MATERIAL PROVIDED:
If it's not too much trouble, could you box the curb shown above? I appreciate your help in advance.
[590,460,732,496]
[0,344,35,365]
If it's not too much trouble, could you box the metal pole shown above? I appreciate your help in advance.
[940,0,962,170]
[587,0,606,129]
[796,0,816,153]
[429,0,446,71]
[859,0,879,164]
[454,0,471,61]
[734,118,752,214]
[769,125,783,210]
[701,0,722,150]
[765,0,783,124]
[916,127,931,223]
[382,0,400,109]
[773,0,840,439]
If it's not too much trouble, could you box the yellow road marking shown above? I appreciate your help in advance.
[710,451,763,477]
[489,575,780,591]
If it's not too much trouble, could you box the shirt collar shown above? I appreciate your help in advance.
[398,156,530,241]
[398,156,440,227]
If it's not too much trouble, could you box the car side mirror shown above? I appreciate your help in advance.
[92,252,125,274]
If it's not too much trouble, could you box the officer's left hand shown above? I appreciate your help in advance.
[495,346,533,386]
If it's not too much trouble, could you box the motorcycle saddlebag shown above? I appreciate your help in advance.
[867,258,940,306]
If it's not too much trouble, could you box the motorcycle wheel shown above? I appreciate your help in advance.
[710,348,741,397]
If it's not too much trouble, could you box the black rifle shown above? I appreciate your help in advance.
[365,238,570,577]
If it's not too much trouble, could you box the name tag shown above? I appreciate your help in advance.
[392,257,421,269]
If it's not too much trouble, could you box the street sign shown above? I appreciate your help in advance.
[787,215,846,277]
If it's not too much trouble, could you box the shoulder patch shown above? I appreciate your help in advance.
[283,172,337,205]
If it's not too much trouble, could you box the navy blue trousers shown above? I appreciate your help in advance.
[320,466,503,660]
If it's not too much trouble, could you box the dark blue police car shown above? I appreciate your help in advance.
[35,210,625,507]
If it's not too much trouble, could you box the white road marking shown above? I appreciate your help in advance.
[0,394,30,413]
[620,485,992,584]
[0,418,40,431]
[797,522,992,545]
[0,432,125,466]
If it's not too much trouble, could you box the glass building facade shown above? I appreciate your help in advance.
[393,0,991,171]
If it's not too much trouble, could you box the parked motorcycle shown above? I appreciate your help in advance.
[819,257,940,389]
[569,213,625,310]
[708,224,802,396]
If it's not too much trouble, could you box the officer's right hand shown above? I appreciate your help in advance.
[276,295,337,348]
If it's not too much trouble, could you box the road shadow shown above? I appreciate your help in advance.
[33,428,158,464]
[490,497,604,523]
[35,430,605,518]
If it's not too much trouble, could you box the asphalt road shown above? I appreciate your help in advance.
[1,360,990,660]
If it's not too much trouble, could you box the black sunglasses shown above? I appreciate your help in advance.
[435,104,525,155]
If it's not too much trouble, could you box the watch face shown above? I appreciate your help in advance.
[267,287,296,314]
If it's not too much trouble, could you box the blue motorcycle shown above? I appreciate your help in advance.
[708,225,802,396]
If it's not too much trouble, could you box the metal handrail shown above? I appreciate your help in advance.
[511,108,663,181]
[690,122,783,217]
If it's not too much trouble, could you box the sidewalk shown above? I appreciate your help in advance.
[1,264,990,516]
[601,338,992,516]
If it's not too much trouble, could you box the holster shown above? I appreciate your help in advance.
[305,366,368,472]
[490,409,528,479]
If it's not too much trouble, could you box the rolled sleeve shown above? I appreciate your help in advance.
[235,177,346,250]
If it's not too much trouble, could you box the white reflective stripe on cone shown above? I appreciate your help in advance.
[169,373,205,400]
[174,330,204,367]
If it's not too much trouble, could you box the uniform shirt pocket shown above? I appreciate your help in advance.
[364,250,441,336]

INSTRUCTIONS FOR THE TASK:
For this exercise, the records above must be returned exactly.

TASK OUTPUT:
If it's not too much trouble, could you box the curb shown above? I appreciate your help in advance.
[590,460,732,496]
[0,344,35,365]
If it's not too much trouble, could you box the metal pole shown above? I appreciate your help in advance.
[940,0,962,170]
[587,0,606,129]
[796,0,816,153]
[429,0,446,71]
[859,0,879,164]
[454,0,471,61]
[734,118,752,214]
[769,125,783,210]
[701,0,722,150]
[765,0,783,124]
[916,127,931,223]
[382,0,400,109]
[773,0,840,439]
If it's not too much trouble, could you box the yellow road marking shown above? I appreciate your help in advance.
[710,451,763,477]
[489,575,780,591]
If it's not too much trouble, could you box the shirt collar shown above? I appreciate your help in advance.
[398,156,530,241]
[398,156,440,227]
If it's not too much trouble, could you box the car side mirror shown above? I appreciate your help in advance.
[92,252,125,274]
If it's not too much trouble, could you box the officer's left hand shown above? I appreciate your help in advance.
[495,346,533,386]
If it's not too much trouble, could you box the motorcycle saddlebag shown above? I appreciate your help in advance.
[867,258,940,306]
If it's not too much trouble, could you box the motorcycle wheel shown above? I appreciate your help in advance.
[710,348,741,397]
If it's not too much trouble, could you box the black rifle shown above? I appreciate your help in advance.
[365,238,570,577]
If it's not too much trouble, could you box the name tag shown above? I appreciate your help in advance.
[392,257,421,269]
If it's not too much trouble, could you box the street sign shown above? I appreciate your help in advance.
[787,215,846,277]
If it's not too much trouble, could you box the shoulder patch shown above? I appreciate your help in advance.
[283,172,337,205]
If it's not too much trouble, could you box the navy blue trousers shown above? I appreciate your help in advance.
[320,466,503,660]
If it's not too much trouble, could you box the dark blue police car shown above? I appreciate your help in advance.
[35,210,625,507]
If it's not too much trouble, could you box the white road marking shown above? I appreciate your help in advance.
[0,394,30,413]
[620,485,992,584]
[0,418,40,431]
[797,522,992,545]
[0,432,125,466]
If it's not too much trouble, could you box the glass building facade shown above? I appreciate your help in advance.
[393,0,991,171]
If it's not too much trouble, could you box the parked motorcycle shown above? I appreciate your help in advance.
[819,257,940,389]
[569,213,625,310]
[708,224,802,396]
If it's not too much trouble, could you box the officer's right hand shown above? I appreciate your help in advance.
[276,295,337,348]
If it's not too much trouble, could you box the road shadow shown above? I appreciate your help in advance.
[33,428,158,464]
[490,497,604,523]
[35,430,605,518]
If it's not too much trouble, could you box the asphalt road shown above? I appreciate your help in advance.
[1,360,990,660]
If it's not too much trouble, could you box the black sunglasses shown above? I appreciate your help in advance.
[435,104,525,155]
If it's not too much trouble, could you box the watch face shown above? I appreciate your help in advance.
[267,287,296,314]
If it's not too much trouble, could you box the blue motorcycle shown above? I appreciate your help in advance.
[708,225,802,396]
If it's not too much trouble, could you box the metal handrail shown above? I appreciate your help in advance.
[511,108,663,181]
[690,122,783,217]
If it's not too much trouble, could you box the sidewalk shown above? I appreciate your help in advance.
[1,264,990,516]
[601,338,992,516]
If it's not too much trouble, could you box the holster shown above? I appreciate your help in advance.
[305,366,368,472]
[490,409,528,479]
If it's not too much trouble, could you box the rolled sleeve shown above? I appreciate your help in advance.
[235,177,346,250]
If it's not too much trouble, could you box the white reflective stripe on cone shown above? I appreciate your help in advance.
[169,373,205,400]
[174,330,204,367]
If it's not too much trouble, could you box the uniform shirt pocket shown above? I appreciate your help in advance.
[364,250,441,336]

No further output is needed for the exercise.